*Passage given*
## start
He also expressed concerns about the dire humanitarian situation in the Gaza Strip, saying "let's look at the conditions in Gaza: these increasingly resemble a big concentration camp."

Israel, as has been so often the case as the international community condemns the situation in Gaza, is outraged. The Foreign Ministry accused the Cardinal of making comments "based on Hamas propaganda" and likewise slammed him for "ignoring its numerous crimes," even though he explicitly called for both sides to end their attacks. He said the Cardinal's comments would not "bring the people closer to truth and peace."

another short read
http://www.campaignforliberty.com/wire.php?view=1575


----------



## Bobm (Aug 26, 2003)

Gee the Catholic church siding against the jews thats new :roll: Uh kind of like when the ignored the holacaust, the pope is a fool politically speaking and the Catholic Church hirarchy is corrupt.

I am Catholic but not blind


----------



## swampbuck (Sep 19, 2007)

i don't see how anyone can support these acts. you're saying its ok with you that the isreali army bombed out a girls school? if anyone else did that they would be called cowardly terrorists. do you not see that, are you that blind? isreal slautered 100 people in that bombing alone and they cannot confirm one hammas casualty. they openly admitted their claims for engaging the girls school were baseless.
## end
*Tasks*
[1] List every passage that the forum thread on Gaza places inside quotation marks.
[2] Return, word for word, the section of the forum thread on Gaza that opens with the words containing "Gee the Catholic" and closes with "school were baseless.".

*Stored entries*
## start
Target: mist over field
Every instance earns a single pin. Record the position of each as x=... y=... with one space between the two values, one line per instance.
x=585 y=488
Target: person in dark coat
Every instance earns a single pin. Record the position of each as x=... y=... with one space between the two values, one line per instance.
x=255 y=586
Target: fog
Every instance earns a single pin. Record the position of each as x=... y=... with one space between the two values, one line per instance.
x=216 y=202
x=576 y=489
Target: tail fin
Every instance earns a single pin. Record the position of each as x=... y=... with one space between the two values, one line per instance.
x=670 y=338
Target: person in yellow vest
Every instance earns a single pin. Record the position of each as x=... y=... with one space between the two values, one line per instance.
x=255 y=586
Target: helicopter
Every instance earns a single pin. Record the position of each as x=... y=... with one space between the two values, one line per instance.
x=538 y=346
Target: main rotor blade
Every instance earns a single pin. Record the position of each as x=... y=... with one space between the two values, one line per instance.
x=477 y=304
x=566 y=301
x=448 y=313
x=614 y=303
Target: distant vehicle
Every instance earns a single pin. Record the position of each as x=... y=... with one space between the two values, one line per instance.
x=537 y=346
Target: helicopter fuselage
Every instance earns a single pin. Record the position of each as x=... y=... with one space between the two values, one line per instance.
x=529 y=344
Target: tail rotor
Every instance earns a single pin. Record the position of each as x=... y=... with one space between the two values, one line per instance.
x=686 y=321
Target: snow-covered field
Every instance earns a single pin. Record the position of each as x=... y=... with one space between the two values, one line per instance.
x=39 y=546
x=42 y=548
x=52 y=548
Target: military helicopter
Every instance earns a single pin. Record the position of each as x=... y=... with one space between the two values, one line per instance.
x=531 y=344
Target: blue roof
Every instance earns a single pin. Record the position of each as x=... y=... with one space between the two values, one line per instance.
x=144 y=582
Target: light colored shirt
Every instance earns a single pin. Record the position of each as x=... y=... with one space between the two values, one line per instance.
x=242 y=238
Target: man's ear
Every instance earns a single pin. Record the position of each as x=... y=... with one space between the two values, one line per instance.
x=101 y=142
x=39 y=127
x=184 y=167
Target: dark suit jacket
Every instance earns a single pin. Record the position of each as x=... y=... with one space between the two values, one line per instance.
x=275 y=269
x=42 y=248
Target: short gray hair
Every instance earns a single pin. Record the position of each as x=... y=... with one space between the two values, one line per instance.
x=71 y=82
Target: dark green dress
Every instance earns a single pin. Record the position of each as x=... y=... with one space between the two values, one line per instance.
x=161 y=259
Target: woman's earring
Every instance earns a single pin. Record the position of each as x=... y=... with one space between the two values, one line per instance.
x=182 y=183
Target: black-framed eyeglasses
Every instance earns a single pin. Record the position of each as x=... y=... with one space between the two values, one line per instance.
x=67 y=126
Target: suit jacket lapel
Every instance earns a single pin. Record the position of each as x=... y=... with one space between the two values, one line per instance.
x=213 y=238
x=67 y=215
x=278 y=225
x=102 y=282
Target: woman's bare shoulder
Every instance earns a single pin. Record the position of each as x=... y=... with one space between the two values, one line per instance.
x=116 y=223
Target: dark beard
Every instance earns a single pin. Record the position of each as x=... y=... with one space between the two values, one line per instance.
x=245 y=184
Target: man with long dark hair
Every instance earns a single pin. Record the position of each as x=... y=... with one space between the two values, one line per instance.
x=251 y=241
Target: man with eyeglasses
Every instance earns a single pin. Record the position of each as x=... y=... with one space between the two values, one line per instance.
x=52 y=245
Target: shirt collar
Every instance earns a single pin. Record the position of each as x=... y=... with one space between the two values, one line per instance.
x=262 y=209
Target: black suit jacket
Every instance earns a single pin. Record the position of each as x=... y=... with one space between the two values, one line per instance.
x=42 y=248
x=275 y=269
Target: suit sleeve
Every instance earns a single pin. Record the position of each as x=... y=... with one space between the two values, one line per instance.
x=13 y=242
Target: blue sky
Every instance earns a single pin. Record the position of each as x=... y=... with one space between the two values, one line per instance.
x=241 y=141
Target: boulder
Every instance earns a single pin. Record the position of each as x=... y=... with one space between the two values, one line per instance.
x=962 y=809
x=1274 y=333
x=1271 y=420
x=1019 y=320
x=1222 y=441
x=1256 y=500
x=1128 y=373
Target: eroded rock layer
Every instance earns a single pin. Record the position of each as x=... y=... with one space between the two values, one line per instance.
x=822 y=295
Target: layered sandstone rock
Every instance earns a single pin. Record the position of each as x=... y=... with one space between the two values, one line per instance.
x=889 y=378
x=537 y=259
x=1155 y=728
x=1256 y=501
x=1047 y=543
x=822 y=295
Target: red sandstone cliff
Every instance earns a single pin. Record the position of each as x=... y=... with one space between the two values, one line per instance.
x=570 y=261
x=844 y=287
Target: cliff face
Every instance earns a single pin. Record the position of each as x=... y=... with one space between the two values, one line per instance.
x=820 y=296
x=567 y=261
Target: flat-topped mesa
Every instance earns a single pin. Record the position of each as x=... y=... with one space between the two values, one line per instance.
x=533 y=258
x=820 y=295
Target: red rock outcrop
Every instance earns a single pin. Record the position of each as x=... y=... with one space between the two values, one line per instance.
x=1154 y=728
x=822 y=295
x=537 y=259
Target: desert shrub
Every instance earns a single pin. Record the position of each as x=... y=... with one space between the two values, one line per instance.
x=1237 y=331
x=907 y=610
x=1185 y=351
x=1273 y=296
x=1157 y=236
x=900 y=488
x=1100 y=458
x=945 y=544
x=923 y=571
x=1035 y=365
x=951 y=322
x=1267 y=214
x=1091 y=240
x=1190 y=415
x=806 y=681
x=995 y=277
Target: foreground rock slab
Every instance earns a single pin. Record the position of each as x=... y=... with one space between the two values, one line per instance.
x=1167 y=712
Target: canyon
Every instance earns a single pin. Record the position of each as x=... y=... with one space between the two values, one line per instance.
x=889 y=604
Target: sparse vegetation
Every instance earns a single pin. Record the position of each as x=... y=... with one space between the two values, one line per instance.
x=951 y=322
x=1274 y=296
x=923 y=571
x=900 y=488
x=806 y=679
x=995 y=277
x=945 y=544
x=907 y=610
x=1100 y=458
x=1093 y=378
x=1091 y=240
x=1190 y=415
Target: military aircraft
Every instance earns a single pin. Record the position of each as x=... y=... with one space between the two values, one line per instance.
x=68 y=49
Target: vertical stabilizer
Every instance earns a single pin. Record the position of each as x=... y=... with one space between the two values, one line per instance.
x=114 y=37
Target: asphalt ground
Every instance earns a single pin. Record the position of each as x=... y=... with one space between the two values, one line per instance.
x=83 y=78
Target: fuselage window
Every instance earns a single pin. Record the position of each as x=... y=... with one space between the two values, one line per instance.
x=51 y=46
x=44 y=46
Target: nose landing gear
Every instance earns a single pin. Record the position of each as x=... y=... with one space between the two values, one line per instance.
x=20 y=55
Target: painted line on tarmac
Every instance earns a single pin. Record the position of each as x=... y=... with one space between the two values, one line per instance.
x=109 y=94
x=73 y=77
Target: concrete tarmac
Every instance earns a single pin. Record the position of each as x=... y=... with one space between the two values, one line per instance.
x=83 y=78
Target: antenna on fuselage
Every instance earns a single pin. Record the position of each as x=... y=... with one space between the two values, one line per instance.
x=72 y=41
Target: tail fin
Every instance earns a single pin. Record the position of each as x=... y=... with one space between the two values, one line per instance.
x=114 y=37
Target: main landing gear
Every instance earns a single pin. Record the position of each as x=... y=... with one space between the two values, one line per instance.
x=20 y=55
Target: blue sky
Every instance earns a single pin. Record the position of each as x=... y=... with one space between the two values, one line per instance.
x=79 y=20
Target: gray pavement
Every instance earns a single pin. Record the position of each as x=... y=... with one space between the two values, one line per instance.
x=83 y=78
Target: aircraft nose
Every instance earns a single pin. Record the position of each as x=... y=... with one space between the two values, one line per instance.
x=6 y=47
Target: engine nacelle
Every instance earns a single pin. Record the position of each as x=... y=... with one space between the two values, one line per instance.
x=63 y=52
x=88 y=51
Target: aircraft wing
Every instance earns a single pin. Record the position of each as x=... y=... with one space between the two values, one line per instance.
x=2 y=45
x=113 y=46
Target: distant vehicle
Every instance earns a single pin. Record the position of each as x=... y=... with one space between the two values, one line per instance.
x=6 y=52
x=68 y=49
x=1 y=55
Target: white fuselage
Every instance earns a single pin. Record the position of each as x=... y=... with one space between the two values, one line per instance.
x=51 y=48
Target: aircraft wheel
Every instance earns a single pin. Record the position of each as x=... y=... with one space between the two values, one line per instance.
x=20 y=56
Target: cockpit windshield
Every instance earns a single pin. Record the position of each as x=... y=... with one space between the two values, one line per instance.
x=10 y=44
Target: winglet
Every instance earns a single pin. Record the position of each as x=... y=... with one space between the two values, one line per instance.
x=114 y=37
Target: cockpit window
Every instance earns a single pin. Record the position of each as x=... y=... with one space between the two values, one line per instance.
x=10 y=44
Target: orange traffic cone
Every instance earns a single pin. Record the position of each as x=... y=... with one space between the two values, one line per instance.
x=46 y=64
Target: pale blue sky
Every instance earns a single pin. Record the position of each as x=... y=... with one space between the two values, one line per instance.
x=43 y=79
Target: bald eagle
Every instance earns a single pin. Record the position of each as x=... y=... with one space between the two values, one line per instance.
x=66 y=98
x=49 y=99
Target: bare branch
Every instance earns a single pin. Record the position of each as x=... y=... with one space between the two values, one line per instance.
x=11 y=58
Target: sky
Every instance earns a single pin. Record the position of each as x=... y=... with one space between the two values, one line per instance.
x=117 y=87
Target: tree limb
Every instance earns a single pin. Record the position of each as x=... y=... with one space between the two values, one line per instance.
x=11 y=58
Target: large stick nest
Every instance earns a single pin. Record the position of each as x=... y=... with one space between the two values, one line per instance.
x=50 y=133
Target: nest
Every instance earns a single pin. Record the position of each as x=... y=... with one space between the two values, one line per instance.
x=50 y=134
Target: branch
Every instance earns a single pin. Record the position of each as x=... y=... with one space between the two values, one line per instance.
## end
*Task results*
[1]
- "let's look at the conditions in Gaza: these increasingly resemble a big concentration camp."
- "based on Hamas propaganda"
- "ignoring its numerous crimes,"
- "bring the people closer to truth and peace."

[2]
Gee the Catholic church siding against the jews thats new :roll: Uh kind of like when the ignored the holacaust, the pope is a fool politically speaking and the Catholic Church hirarchy is corrupt.

I am Catholic but not blind


----------



## swampbuck (Sep 19, 2007)

i don't see how anyone can support these acts. you're saying its ok with you that the isreali army bombed out a girls school? if anyone else did that they would be called cowardly terrorists. do you not see that, are you that blind? isreal slautered 100 people in that bombing alone and they cannot confirm one hammas casualty. they openly admitted their claims for engaging the girls school were baseless.